_TEKSTFRAGMENT:_
******************************
27 Jul 2023
blog

Curator pro se aansprakelijk voor het paulianeus handelen indien benadeling wordt vastgesteld

Blog

Een curator kan persoonlijk aansprakelijk zijn als hij meewerkt aan een rechtshandeling die later paulianeus blijkt te zijn. Onlangs heeft het Hof Amsterdam (hierna: “Hof”) zich moeten uitlaten over dit onderwerp. Het bijzondere in deze zaak is dat het Hof de curator persoonlijk aansprakelijk houdt voor het geval komt vast te staan dat er paulianeus is gehandeld. De partijen krijgen nog de gelegenheid om zich daarover uit te laten.

 

De feiten

 

Geïntimeerde in deze zaak is een curator die (onder meer) activa van de gefailleerde heeft verkocht. De vennootschap die de activa heeft gekocht (hierna: “de koper”) komt de hierover gemaakte afspraken echter niet na en voldoet niet aan haar betalingsverplichting.

 

De dochtervennootschap van de koper, is enige tijd later ook failliet verklaard. In dat faillissement zijn twee andere curatoren aangesteld. Zij zijn de appellanten in deze zaak.

 

Appellanten constateren dat de dochtervennootschap waarvan zij curatoren zijn, ook een vordering heeft op de koper. In overleg met geïntimeerde, besluiten zij gezamenlijk het faillissement van de koper aan te vragen. Het faillissementsrekest wordt ingediend namens (onder meer) appellanten en geïntimeerde.

 

Onder druk van het faillissementsverzoek, sluit geïntimeerde een vaststellingsovereenkomst met de koper. Op basis daarvan ontvangt geïntimeerde een betaling van € 130.000,=, nadat aan de koper gelieerde partijen deze gelden ter beschikking had gesteld. Vervolgens onttrekt geïntimeerde zich aan het ingediende faillissementsverzoek, maar appellanten zetten door en de koper wordt failliet verklaard. Appellanten worden ook aangesteld als curatoren in het faillissement van de koper.
******************************
_VEREISTE HANDELINGEN:_
1: Geef uit de blog over de aansprakelijkheid van de curator het gedeelte vanaf "Onder druk van" tot en met "van de koper." opnieuw weer en vervang daarin "vaststellingsovereenkomst" door "schikkingsovereenkomst".
2: Schrijf een vervolg op de blog over de aansprakelijkheid van de curator dat aansluit op de laatste zin.
******************************
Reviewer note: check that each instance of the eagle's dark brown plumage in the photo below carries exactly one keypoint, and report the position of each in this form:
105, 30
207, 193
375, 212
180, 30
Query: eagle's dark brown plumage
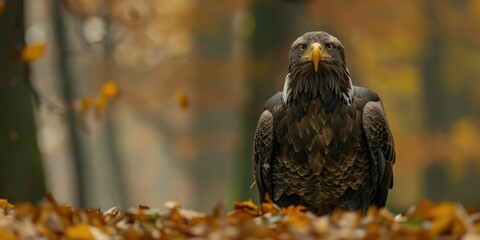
322, 142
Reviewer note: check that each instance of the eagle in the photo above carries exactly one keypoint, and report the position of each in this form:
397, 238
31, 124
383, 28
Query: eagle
323, 143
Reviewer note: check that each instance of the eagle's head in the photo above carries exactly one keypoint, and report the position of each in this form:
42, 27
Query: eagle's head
316, 61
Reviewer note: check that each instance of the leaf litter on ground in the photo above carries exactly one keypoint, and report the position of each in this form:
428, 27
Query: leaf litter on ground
51, 220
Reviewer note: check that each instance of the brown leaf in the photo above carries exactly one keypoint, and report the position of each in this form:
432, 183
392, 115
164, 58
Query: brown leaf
6, 234
33, 52
109, 90
182, 100
80, 231
4, 204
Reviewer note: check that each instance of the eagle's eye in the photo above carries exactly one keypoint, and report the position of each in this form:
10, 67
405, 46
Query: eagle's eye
329, 46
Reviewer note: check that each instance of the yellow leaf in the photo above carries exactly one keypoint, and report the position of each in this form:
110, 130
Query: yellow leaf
79, 232
182, 100
6, 234
87, 103
4, 204
109, 89
100, 105
33, 51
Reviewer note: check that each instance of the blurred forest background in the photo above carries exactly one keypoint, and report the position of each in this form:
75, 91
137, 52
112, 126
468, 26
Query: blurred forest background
140, 102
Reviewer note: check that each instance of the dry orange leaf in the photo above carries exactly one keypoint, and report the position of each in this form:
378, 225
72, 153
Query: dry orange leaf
4, 204
182, 100
86, 104
100, 105
6, 234
109, 89
296, 215
33, 52
79, 232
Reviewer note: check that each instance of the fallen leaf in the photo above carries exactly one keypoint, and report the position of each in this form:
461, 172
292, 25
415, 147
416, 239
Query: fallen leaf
182, 100
6, 234
33, 52
109, 89
100, 105
80, 231
4, 204
86, 104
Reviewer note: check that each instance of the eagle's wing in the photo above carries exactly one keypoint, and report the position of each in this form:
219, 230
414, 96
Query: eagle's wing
263, 145
380, 141
262, 151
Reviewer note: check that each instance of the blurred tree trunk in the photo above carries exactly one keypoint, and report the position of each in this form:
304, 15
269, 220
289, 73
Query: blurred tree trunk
275, 25
21, 171
68, 88
435, 94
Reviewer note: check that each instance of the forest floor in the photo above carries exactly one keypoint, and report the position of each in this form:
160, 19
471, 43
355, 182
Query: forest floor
51, 220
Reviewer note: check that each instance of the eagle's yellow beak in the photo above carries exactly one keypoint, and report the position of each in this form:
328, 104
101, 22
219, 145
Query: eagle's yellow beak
316, 54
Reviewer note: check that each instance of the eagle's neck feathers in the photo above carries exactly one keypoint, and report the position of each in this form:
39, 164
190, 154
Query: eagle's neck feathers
316, 84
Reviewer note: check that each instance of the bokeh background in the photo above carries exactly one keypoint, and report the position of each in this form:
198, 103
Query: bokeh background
193, 76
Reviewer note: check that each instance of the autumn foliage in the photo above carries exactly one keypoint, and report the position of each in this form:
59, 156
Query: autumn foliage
51, 220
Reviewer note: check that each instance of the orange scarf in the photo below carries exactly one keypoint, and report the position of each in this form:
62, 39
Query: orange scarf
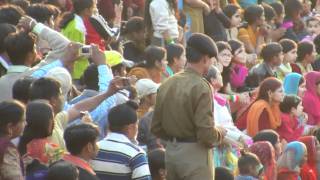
255, 112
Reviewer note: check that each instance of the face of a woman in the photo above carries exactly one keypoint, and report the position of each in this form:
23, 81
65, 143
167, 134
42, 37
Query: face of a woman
236, 19
277, 95
291, 56
224, 57
240, 55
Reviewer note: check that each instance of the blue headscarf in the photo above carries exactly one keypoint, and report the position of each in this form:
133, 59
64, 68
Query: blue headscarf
291, 83
298, 148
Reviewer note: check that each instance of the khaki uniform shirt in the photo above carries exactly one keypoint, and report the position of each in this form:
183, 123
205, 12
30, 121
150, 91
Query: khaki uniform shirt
184, 109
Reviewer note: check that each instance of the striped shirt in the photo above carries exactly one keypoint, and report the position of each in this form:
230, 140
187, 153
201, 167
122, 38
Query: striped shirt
119, 159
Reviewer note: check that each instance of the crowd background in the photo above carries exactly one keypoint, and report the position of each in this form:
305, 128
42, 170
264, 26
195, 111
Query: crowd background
96, 89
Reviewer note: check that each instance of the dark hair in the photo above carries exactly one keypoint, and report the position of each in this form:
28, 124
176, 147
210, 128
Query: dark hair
316, 42
122, 115
18, 46
152, 54
253, 13
10, 14
40, 12
270, 50
10, 112
23, 4
156, 160
278, 7
304, 48
223, 173
269, 84
90, 77
230, 9
77, 137
44, 88
292, 7
212, 73
289, 102
222, 45
62, 170
39, 114
174, 51
287, 45
235, 45
247, 159
267, 135
5, 30
269, 12
134, 24
200, 45
20, 89
78, 7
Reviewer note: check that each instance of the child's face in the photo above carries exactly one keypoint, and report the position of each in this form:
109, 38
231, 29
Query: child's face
313, 27
240, 56
298, 110
291, 56
224, 57
236, 19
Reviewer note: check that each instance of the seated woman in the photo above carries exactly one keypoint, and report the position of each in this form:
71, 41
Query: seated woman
265, 152
291, 109
35, 142
154, 65
294, 84
309, 169
264, 113
12, 123
290, 162
311, 98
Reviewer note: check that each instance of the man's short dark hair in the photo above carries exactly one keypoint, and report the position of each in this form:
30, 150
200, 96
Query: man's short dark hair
18, 46
253, 13
90, 77
20, 89
122, 115
304, 48
45, 88
5, 30
270, 50
77, 137
198, 46
10, 14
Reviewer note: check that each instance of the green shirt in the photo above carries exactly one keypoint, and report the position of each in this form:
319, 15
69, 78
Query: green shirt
184, 109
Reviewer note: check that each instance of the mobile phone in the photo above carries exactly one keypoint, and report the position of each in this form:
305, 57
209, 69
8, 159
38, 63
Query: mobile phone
86, 50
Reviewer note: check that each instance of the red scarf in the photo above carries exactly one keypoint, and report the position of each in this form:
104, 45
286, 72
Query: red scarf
79, 162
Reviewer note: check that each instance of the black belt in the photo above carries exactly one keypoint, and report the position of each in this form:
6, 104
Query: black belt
183, 140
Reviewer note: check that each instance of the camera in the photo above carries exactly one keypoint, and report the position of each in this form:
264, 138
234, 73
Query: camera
86, 51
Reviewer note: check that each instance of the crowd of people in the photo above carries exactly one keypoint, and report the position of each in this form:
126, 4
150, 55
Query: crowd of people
159, 89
******************************
_RESULTATEN:_
1:
Onder druk van het faillissementsverzoek, sluit geïntimeerde een schikkingsovereenkomst met de koper. Op basis daarvan ontvangt geïntimeerde een betaling van € 130.000,=, nadat aan de koper gelieerde partijen deze gelden ter beschikking had gesteld. Vervolgens onttrekt geïntimeerde zich aan het ingediende faillissementsverzoek, maar appellanten zetten door en de koper wordt failliet verklaard. Appellanten worden ook aangesteld als curatoren in het faillissement van de koper.

2:
 

Appellanten stellen zich vervolgens op het standpunt dat de betaling die geïntimeerde heeft ontvangen, paulianeus is omdat deze hangende het faillissementsverzoek is verricht. Geïntimeerde weigert echter terug te betalen, waarna appellanten hem persoonlijk aansprakelijk stellen. 

 

 

Procedure

 

Kader voor persoonlijke aansprakelijkheid van curatoren

Aan een curator komt in beginsel een ruime mate van vrijheid toe (HR X./Gips). Bij het gebruikmaken van die vrijheid dient de curator de Maclou-norm in acht te nemen. Als de curator geen beleidsvrijheid toekomt, is hij bij het niet naleven daarvan niet automatisch persoonlijk aansprakelijk (Curatoren/Verhuurder). Er moet namelijk ook worden gekeken naar de omstandigheden van het geval. Binnen dit kader oordeelt het Hof.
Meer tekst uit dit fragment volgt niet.